Friday, June 17, 2011

Heat and Fire (and a Walmart Parking Lot)

Stating the obvious, it is hot in Texas--and dry.  The extreme drought conditions are visible across the state, endangering habitat, and the livelihood of those that live off the land.  For the rest of us, the three digit temperatures are simply miserable.  As a good friend of mine says, there are two ways to find cooler temperatures—go north, or go up; in elevation, that is.  
And so the rick-man and I headed north, ready to get out of the Texas heat, and excited to begin a long dreamed-of road trip to the great northwest.  We would seek cooler summer temperatures, great hikes, and new species of birds within our binocular view.  (And I have some self-imposed botany challenges in mind, per former blogs.)
But first we needed to drive out of Texas.  That would mean pulling the Airstream for two long days, through hot, dry conditions, hoping our tow vehicle would handle the 10,000 pounds of trailer, air conditioner, and three digit ambient temperatures. 
With Colorado our first goal, we pointed ourselves toward the Raton Pass of northeastern New Mexico.  This pass is the favored route, by many a Texan, destined toward Colorado summer vacations. We’ve tried the Oklahoma and Kansas route in past years, and my saying that the Oklahoma roads are bumpy is a polite understatement.  So the northwest Raton passage was our goal, and off we headed toward Ft. Worth, Wichita Falls and Amarillo.   As we left the Upper Gulf Coast, driving through central Texas, we watched the temperatures climb.  With a first day’s planned stop at a roadside RV park just south Ft. Worth, we soon realized that it would be a miserable night.  Very late afternoon we reached our goal, but the ambient temperature was still above 100.  Stopping was not a reasonable option.

Task instructions —
A. In the road trip post, why did the couple choose the Raton Pass route toward Colorado?
B. Translate this sentence from the road trip post into Spanish: "But first we needed to drive out of Texas."

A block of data

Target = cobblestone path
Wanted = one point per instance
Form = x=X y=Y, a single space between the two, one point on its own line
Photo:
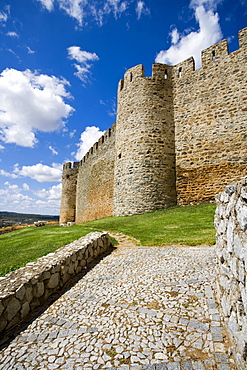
x=147 y=308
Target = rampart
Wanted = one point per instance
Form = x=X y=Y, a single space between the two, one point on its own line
x=231 y=226
x=25 y=289
x=94 y=195
x=210 y=106
x=179 y=138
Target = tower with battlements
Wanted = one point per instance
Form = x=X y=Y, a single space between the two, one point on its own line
x=179 y=138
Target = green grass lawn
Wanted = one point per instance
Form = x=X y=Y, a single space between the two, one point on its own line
x=190 y=225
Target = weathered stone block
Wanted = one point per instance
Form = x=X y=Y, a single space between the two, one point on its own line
x=29 y=293
x=230 y=234
x=25 y=310
x=71 y=269
x=46 y=275
x=54 y=281
x=241 y=210
x=38 y=290
x=2 y=308
x=13 y=307
x=3 y=323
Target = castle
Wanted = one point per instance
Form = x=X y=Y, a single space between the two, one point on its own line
x=179 y=138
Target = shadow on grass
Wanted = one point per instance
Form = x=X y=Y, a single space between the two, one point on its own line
x=10 y=334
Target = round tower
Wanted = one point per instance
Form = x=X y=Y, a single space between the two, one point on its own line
x=68 y=200
x=144 y=176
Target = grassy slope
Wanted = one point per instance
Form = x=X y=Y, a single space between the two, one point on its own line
x=191 y=225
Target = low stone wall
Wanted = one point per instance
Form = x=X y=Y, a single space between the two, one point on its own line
x=23 y=290
x=231 y=226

List of solutions —
A. In past years they had tried the route through Oklahoma and Kansas, and the writer found the Oklahoma roads very bumpy. Raton Pass is also the route many Texans take to Colorado for summer vacations.

B. Pero primero necesitábamos salir de Texas en coche.